(Stored data entries)
--- Begin ---
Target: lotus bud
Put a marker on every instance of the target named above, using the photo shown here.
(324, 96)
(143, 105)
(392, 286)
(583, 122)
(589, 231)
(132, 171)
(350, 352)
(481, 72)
--- End ---
Return the listing above line for line, with nothing changed.

• [RESULT OF THE EXERCISE]:
Target: lotus bud
Put a marker on every instance of the target named above, using the photo shown here.
(324, 96)
(143, 105)
(392, 286)
(583, 122)
(589, 231)
(132, 171)
(350, 352)
(481, 72)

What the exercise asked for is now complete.